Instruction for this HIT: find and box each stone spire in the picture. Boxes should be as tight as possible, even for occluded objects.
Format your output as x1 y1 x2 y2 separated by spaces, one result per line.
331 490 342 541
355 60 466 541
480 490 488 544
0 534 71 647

**********

**Brief:** Count the lines of the listing above that contain the word "this", and reply with only that number.

**The reply:** 1